### Fragmento seleccionado:
▽

Botellas rotas

Al llegar al trabajo cuando todavía amanecía, me fijé en una furgoneta de reparto mal estacionada con las puertas abiertas. A menudo veo este tipo de vehículos a toda velocidad, acelerando de golpe, frenando al límite, colándose en cada hueco. El interior de esta estaba repleto de cajas hasta el techo.
Daba la impresión de que el conductor acababa también de iniciar su ruta diaria y pensé que sería el primer punto de una larga cadena de entregas a contrarreloj. El repartidor, enfundado en su vestimenta con elementos reflectantes y cargando un carrito amarillo, se movía rápido, probablemente apurado por cumplir la hoja de servicios de ese día.
De pronto, en cuestión de medio segundo, una de cajas, tal vez mal apiladas por las prisas para arrancar cuanto antes, se venció y cayó al suelo.
Algunas de las botellas de cristal que contenía se rompieron. El sonido del cristal al quebrarse contra el asfalto, en medio del creciente ruido del tráfico de las calles de alrededor y de los pasos veloces de los trabajadores en dirección a sus oficinas, se clavó en mi mente, en una sacudida que me puso en alerta y disparó mis pensamientos.
Las botellas podían haberse caído encima del trabajador, los cristales podían haber saltado a su cuerpo. Igual que se rompieron esas botellas, podía haberse roto él. La diferencia entre lo que podía haber pasado y lo que pasó apenas fueron unos centímetros.
Me pregunté en qué condiciones estaría trabajando ese hombre, cuánta presión tiene que aguantar, cuál es la exigencia que le imponen cada jornada. ¿En qué medida le influye para tener que ir de aquí para allá, acelerando y frenando, abriendo y cerrando, cargando y descargando, mirando al frente y a las indicaciones de su hoja de servicio?
Ya puestos, ¿le harán pagar las botellas rotas?, ¿le habrían dejado ir al médico de haber sufrido un percance?, ¿les importará más la mercancía perdida que la salud de su empleado?

△

### Instrucción A:
Responde a estas preguntas sobre el relato de las botellas rotas:
(i) ¿De qué color era el carrito que cargaba el repartidor?
(ii) ¿De qué material eran las botellas que se rompieron?
(iii) ¿Cuánto separó, según el narrador, lo que podía haber pasado de lo que pasó?
### Instrucción B:
Completa la parte siguiente del relato de las botellas rotas, empezando justo después de su última pregunta.
Los datos provienen de una fuente distinta a la del relato de las botellas rotas.

### Datos registrados:

▽

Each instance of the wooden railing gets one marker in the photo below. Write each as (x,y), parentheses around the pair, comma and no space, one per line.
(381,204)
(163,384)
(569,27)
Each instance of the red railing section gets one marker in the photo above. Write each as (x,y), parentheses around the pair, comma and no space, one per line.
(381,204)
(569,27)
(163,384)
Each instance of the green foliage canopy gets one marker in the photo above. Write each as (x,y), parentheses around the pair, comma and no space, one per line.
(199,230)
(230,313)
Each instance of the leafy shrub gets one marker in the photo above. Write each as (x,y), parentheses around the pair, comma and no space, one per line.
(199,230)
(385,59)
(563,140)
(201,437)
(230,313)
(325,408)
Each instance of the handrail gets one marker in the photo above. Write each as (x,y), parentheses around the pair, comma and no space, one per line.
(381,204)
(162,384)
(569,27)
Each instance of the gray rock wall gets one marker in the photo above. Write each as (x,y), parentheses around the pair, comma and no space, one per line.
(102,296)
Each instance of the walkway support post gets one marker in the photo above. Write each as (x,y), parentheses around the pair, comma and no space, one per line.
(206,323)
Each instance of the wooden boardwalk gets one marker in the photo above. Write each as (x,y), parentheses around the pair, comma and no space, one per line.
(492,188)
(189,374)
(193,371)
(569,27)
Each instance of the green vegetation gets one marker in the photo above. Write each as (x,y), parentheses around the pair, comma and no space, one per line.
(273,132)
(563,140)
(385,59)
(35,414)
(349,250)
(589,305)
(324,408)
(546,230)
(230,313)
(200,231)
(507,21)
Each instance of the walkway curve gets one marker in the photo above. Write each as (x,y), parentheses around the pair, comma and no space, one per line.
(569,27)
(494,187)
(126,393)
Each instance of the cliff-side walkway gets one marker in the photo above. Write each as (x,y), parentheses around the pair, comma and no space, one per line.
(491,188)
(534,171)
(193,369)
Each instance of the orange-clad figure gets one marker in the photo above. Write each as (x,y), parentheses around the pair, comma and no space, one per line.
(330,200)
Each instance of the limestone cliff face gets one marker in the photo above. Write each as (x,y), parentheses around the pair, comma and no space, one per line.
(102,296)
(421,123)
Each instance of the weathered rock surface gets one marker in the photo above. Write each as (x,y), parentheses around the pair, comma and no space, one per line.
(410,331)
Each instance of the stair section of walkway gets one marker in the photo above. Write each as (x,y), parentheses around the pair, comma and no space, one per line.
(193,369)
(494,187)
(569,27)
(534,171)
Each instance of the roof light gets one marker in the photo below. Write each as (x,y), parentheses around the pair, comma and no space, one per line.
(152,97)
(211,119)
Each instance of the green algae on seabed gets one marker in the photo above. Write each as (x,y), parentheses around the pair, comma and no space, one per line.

△

### Respuesta A:
(i) Amarillo.
(ii) De cristal.
(iii) Apenas unos centímetros.

### Respuesta B:
No pude evitar recordar cuando trabajaba en una cocina colectiva en el comedor de un colegio, rodeada de un agobio espeso, siempre a la carrera, recibiendo indicaciones y pedidos sin descanso.
Me sentía una pieza más del engranaje empresarial, donde si produces el triple sin quejarte, mejor para la cuenta de resultados, donde si algo te pasa, simplemente te reemplazan y te echan a un lado, como esa botella que se estrelló esta mañana. Frágil y transparente a las miradas ajenas.
Hoy tengo otro empleo, no es el más lucrativo del mundo, ni ningún negocio con facturas millonarias, pero cada jornada me ofrece algo que el dinero no puede comprar y que no aparece en las ofertas de trabajo.
Me veo como persona y no como un recurso más, puedo relacionarme con los demás desde el respeto y el reconocimiento mutuo. Hay sitio para la amabilidad, para los afectos y para estar pendiente de los ritmos personales y valorar el esfuerzo de cada tarea.
A veces una caja vencida ayuda a descubrir lo que de verdad importa y te lleva a cuestionarte dónde queda la salud de la persona cuando lo único que se mira es la rentabilidad, la productividad, la velocidad y alcanzar los objetivos empresariales.
¿Cuánto más puede trabajar una persona al límite? ¿Por qué la dignidad de la persona que trabaja parece un lujo en vez de un derecho?